─── Records for processing
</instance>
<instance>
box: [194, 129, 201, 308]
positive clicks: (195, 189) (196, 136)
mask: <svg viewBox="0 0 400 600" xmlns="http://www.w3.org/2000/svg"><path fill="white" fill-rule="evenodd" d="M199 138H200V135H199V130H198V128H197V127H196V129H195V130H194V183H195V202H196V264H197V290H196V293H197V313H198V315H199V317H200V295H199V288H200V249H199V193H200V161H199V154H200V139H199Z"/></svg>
──────
Directions — Output the data once more, exactly as given.

Response for this exercise —
</instance>
<instance>
box: [194, 129, 201, 308]
positive clicks: (195, 189) (196, 136)
mask: <svg viewBox="0 0 400 600" xmlns="http://www.w3.org/2000/svg"><path fill="white" fill-rule="evenodd" d="M199 138H200V135H199V130H198V128H197V127H196V129H195V130H194V183H195V202H196V264H197V290H196V293H197V313H198V315H199V317H200V295H199V288H200V249H199V193H200V161H199V154H200V139H199Z"/></svg>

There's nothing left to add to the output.